--- BEGIN ---

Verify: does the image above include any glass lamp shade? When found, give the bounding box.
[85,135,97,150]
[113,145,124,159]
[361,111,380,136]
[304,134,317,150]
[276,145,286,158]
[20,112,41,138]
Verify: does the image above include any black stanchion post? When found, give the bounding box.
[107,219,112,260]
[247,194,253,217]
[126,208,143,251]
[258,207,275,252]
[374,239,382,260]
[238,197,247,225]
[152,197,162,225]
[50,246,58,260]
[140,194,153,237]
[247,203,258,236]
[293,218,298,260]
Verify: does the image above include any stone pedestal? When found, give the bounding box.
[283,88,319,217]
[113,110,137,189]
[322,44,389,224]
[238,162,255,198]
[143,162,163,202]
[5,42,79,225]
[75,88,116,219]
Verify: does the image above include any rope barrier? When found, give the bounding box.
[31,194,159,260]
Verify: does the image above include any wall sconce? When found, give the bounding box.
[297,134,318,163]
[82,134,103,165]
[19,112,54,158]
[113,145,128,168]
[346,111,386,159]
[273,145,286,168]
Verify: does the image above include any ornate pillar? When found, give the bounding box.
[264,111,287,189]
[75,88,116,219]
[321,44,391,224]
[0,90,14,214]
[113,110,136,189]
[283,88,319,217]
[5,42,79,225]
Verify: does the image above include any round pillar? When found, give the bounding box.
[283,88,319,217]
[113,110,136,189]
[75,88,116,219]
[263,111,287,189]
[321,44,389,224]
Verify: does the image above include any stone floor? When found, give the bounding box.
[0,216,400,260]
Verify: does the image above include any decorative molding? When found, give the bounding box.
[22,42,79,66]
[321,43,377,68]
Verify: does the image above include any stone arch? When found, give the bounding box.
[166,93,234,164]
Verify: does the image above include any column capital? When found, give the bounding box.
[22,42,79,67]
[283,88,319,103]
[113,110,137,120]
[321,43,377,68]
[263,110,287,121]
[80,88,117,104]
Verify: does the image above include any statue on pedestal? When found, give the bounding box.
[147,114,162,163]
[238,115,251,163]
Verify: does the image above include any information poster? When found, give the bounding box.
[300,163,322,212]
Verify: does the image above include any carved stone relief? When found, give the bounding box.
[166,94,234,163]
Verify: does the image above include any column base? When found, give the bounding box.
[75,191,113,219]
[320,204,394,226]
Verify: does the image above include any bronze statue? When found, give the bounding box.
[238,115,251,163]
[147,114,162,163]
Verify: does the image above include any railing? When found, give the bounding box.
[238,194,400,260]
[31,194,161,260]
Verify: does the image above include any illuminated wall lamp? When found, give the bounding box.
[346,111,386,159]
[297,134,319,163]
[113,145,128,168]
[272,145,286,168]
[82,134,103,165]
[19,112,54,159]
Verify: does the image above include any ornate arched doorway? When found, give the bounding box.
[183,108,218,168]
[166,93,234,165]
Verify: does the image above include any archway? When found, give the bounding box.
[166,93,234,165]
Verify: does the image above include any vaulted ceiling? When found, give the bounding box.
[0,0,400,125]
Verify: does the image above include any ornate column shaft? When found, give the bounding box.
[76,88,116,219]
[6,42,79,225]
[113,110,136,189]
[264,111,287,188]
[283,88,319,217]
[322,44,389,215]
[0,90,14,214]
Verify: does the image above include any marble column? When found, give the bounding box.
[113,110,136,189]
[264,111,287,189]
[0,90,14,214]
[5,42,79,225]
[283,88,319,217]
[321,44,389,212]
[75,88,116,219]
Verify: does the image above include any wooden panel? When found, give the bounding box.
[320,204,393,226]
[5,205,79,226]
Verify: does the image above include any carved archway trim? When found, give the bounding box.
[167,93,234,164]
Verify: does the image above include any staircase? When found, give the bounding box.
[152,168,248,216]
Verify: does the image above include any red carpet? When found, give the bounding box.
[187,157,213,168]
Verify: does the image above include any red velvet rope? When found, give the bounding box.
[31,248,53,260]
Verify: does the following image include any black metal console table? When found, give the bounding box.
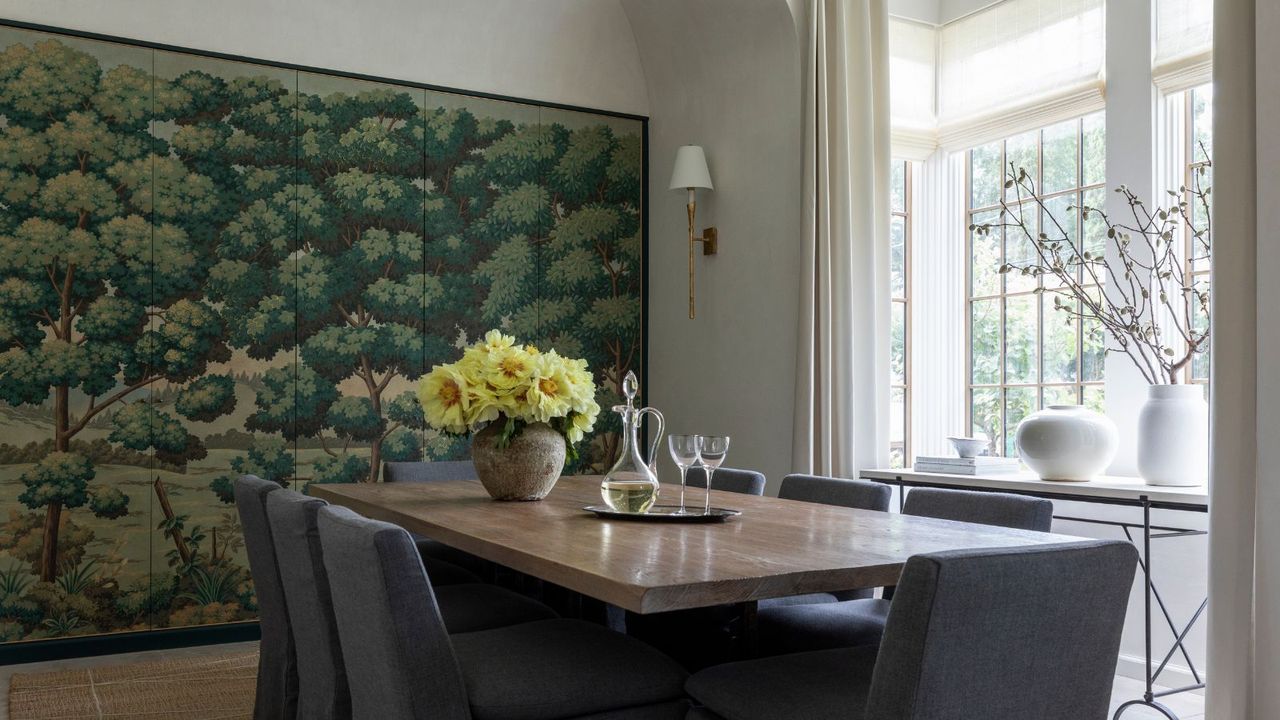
[860,469,1208,720]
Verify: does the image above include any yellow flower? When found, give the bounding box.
[484,347,534,391]
[417,365,470,433]
[525,350,572,423]
[477,331,516,352]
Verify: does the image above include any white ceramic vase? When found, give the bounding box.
[1138,384,1208,486]
[1015,405,1120,482]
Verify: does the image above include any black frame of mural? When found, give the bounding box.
[0,18,649,665]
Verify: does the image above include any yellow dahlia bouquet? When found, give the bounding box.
[417,331,600,459]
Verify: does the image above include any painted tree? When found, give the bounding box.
[476,124,643,470]
[0,41,230,580]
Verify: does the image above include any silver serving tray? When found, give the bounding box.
[582,505,742,523]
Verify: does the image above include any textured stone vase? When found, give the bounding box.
[471,418,564,500]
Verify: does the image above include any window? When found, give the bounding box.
[1180,85,1213,383]
[966,113,1106,455]
[888,160,911,468]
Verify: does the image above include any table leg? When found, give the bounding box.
[739,600,760,659]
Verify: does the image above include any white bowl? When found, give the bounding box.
[947,437,991,457]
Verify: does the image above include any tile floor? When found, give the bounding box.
[0,642,1204,720]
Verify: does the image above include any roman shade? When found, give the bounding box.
[938,0,1106,150]
[888,18,938,160]
[1151,0,1213,94]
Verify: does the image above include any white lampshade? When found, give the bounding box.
[671,145,714,190]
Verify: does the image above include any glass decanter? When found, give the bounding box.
[600,372,666,512]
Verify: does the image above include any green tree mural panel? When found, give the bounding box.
[0,26,644,642]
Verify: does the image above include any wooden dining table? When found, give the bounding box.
[310,475,1084,614]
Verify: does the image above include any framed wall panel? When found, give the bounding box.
[0,20,646,652]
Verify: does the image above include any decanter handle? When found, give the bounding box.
[636,407,667,478]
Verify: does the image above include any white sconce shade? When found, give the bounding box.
[671,145,714,190]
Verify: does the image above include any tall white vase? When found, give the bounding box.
[1138,384,1208,486]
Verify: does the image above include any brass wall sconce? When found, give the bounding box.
[671,145,719,320]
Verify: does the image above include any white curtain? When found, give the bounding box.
[792,0,890,478]
[1204,0,1280,720]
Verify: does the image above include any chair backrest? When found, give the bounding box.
[685,468,764,495]
[902,488,1053,533]
[383,460,476,483]
[864,541,1138,720]
[317,506,470,720]
[232,475,298,720]
[266,489,351,720]
[778,473,893,512]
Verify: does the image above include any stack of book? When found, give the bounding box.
[913,455,1018,475]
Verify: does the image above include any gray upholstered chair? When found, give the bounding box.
[383,460,476,483]
[319,506,687,720]
[233,475,298,720]
[685,468,764,491]
[778,473,893,512]
[266,489,557,638]
[759,486,1053,653]
[686,541,1138,720]
[902,488,1053,533]
[383,460,493,576]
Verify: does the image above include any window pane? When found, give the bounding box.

--- END ---

Recast every row above as a JSON list of strings, one string per line, with blank lines omitted. Leave the pictures out of your answer.

* RIGHT ANSWER *
[
  "Verify: does the image above include any glass lamp shade? When found, give the bounding box.",
  "[85,135,97,150]",
  "[113,145,124,159]",
  "[361,111,380,136]",
  "[304,134,317,150]",
  "[276,145,286,158]",
  "[20,112,41,138]",
  "Verify: does the image above include any black stanchion post? When found, give the bounding box.",
  "[107,219,112,260]",
  "[247,194,253,217]",
  "[126,208,143,251]",
  "[258,207,275,252]",
  "[374,239,382,260]",
  "[238,197,247,225]",
  "[152,197,162,225]",
  "[50,246,58,260]",
  "[140,194,153,237]",
  "[247,203,258,236]",
  "[293,218,298,260]",
  "Verify: does the image above include any stone pedestal? When found, give the bounding box.",
  "[283,88,319,217]",
  "[113,110,137,189]",
  "[322,44,389,224]",
  "[238,162,255,198]",
  "[143,162,163,202]",
  "[5,42,79,225]",
  "[75,88,116,219]",
  "Verify: does the image above include any rope barrier? When found, give the bounding box.",
  "[31,194,159,260]",
  "Verify: does the image above include any wall sconce? When found, give the bounding box.",
  "[297,134,318,163]",
  "[82,134,103,165]",
  "[19,112,54,158]",
  "[113,145,128,168]",
  "[346,111,386,159]",
  "[273,145,286,168]",
  "Verify: does the image above include any ornate pillar? When found, give the bounding box.",
  "[264,111,287,189]",
  "[75,88,116,219]",
  "[321,44,391,224]",
  "[0,90,14,214]",
  "[113,110,136,189]",
  "[283,88,319,217]",
  "[5,42,79,225]",
  "Verify: does the image above include any round pillar? When found, give the bounding box.",
  "[283,88,319,217]",
  "[113,110,136,189]",
  "[75,88,116,219]",
  "[263,111,287,189]",
  "[321,44,389,224]",
  "Verify: does the image above include any stone floor? When found, give the bounding box.",
  "[0,216,400,260]",
  "Verify: does the image above include any decorative molding? When found, give the bounding box.",
  "[22,42,79,66]",
  "[321,43,377,68]",
  "Verify: does the image above include any stone arch? When found, give the bounding box.",
  "[166,93,234,164]",
  "Verify: does the image above include any column capital? When found, give the bounding box.",
  "[22,42,79,67]",
  "[283,88,319,103]",
  "[113,110,137,120]",
  "[321,43,377,68]",
  "[263,110,287,121]",
  "[80,88,117,104]",
  "Verify: does the image above include any statue on pedestal? When found, give the bounding box.",
  "[147,114,162,163]",
  "[238,115,251,163]",
  "Verify: does the image above include any information poster? When found, give the bounding box.",
  "[300,163,322,212]",
  "Verify: does the image above include any carved stone relief? When found, give the bounding box.",
  "[166,94,234,163]",
  "Verify: does the image above include any column base? When found, give the bounding box.",
  "[75,191,113,219]",
  "[320,204,394,226]",
  "Verify: does the image above include any bronze statue? When found, give the bounding box.",
  "[238,115,251,163]",
  "[147,114,162,163]",
  "Verify: does the image above include any railing? When found, give the bounding box.",
  "[238,194,400,260]",
  "[31,194,161,260]",
  "Verify: does the image above include any illuminated wall lamp? When found, give the bounding box.",
  "[346,111,386,159]",
  "[297,134,319,163]",
  "[113,145,128,168]",
  "[272,145,286,168]",
  "[82,134,103,165]",
  "[19,112,54,159]",
  "Verify: does the image above include any ornate arched doorway? When found, give the bounding box.",
  "[183,108,218,168]",
  "[166,93,234,165]",
  "Verify: does the image above include any archway? When found, give the bounding box.",
  "[166,93,234,165]",
  "Verify: does the image above include any vaulted ceiling? When found, give the bounding box.",
  "[0,0,400,125]",
  "Verify: does the image above include any ornate column shaft? When found, give the bounding box.",
  "[76,88,116,219]",
  "[6,42,79,225]",
  "[113,110,136,189]",
  "[264,111,287,188]",
  "[283,88,319,217]",
  "[322,44,389,215]",
  "[0,90,14,214]",
  "Verify: does the image above include any marble column? When found, give the bounding box.",
  "[113,110,136,189]",
  "[264,111,287,189]",
  "[0,90,14,214]",
  "[5,42,79,225]",
  "[283,88,319,217]",
  "[321,44,389,212]",
  "[75,88,116,219]",
  "Verify: does the image above include any wooden panel? When found, give the bounding box.",
  "[320,204,393,226]",
  "[5,205,79,226]",
  "Verify: does the image above include any carved archway trim? When found, give the bounding box.",
  "[167,93,234,164]",
  "Verify: does the image above include any staircase? When found, give the bounding box.",
  "[152,168,248,216]",
  "Verify: does the image above include any red carpet? When found, give the bounding box.",
  "[187,157,213,168]",
  "Verify: does the image above include any red velvet rope? When found, give the bounding box.",
  "[31,248,53,260]",
  "Verify: does the following image include any black metal console table? When found, give the bounding box.",
  "[860,469,1208,720]",
  "Verify: does the image above include any yellow flower? When found, give the bounding box.",
  "[484,347,534,391]",
  "[417,365,470,433]",
  "[525,350,572,423]",
  "[477,331,516,352]",
  "Verify: does the image above include any white ceramic vase? When found, give the bounding box.",
  "[1138,384,1208,486]",
  "[1015,405,1120,482]",
  "Verify: does the image above include any black frame of mural? When found, give the bounding box.",
  "[0,18,649,665]",
  "Verify: does the image above include any yellow dahlia bouquet? When found, give the bounding box.",
  "[417,331,600,459]",
  "Verify: does the image above include any painted tree? When found, give the bounding box.",
  "[476,124,643,470]",
  "[0,41,230,580]",
  "Verify: does the image above include any silver serving tray? When found, give the bounding box.",
  "[582,505,742,523]",
  "Verify: does the image above include any textured stone vase? When found, give the bounding box.",
  "[471,418,564,500]",
  "Verify: does the image above include any window? When found, give the bounding box.",
  "[1180,85,1213,383]",
  "[966,113,1106,455]",
  "[888,160,911,468]",
  "Verify: does the image above include any table leg? When found, give the bounding box.",
  "[739,600,760,659]",
  "Verify: does the image above include any white bowl? When found, give the bounding box.",
  "[947,437,991,457]",
  "Verify: does the image above include any tile floor? When found, give the bounding box.",
  "[0,642,1204,720]",
  "Verify: does the image above include any roman shade? When found, give the bounding box.",
  "[938,0,1106,150]",
  "[888,18,938,160]",
  "[1151,0,1213,94]",
  "Verify: does the image above include any white lampshade? When found, give the bounding box.",
  "[671,145,714,190]",
  "Verify: does the image above include any glass decanter? When found, give the bounding box.",
  "[600,372,666,512]",
  "Verify: does the image above include any green tree mural panel? When found, give the bounding box.",
  "[0,26,644,642]",
  "Verify: does the image above include any wooden dining table? When found, give the bounding box.",
  "[310,475,1084,614]",
  "Verify: does the image above include any framed wall panel? When found, give the bounding box.",
  "[0,20,646,652]",
  "Verify: does the image above include any decanter handle? When found, give the bounding box.",
  "[636,407,667,478]",
  "Verify: does the image above include any white sconce shade? When found, give the bounding box.",
  "[671,145,714,190]",
  "Verify: does the image above include any tall white vase? When found, give the bounding box.",
  "[1138,384,1208,486]",
  "Verify: does the image above include any brass wall sconce? When found, give the bounding box.",
  "[671,145,719,320]",
  "Verify: does the image above include any white curtain? When found, give the bounding box.",
  "[792,0,890,478]",
  "[1204,0,1280,720]",
  "Verify: does the image above include any chair backrest? When found, give the bounding box.",
  "[685,468,764,495]",
  "[902,488,1053,533]",
  "[383,460,476,483]",
  "[864,541,1138,720]",
  "[317,506,470,720]",
  "[232,475,298,720]",
  "[266,489,351,720]",
  "[778,473,893,512]",
  "Verify: does the image above include any stack of book? When found, give the bounding box.",
  "[913,455,1018,475]",
  "Verify: does the image above include any gray upholstered chair? When found, give the bounding box.",
  "[383,460,476,483]",
  "[319,506,687,720]",
  "[233,475,298,720]",
  "[685,468,764,491]",
  "[778,473,893,512]",
  "[266,489,557,638]",
  "[759,486,1053,653]",
  "[686,541,1138,720]",
  "[902,488,1053,533]",
  "[383,460,493,576]",
  "Verify: does the image above include any window pane? When found, give the bounding box."
]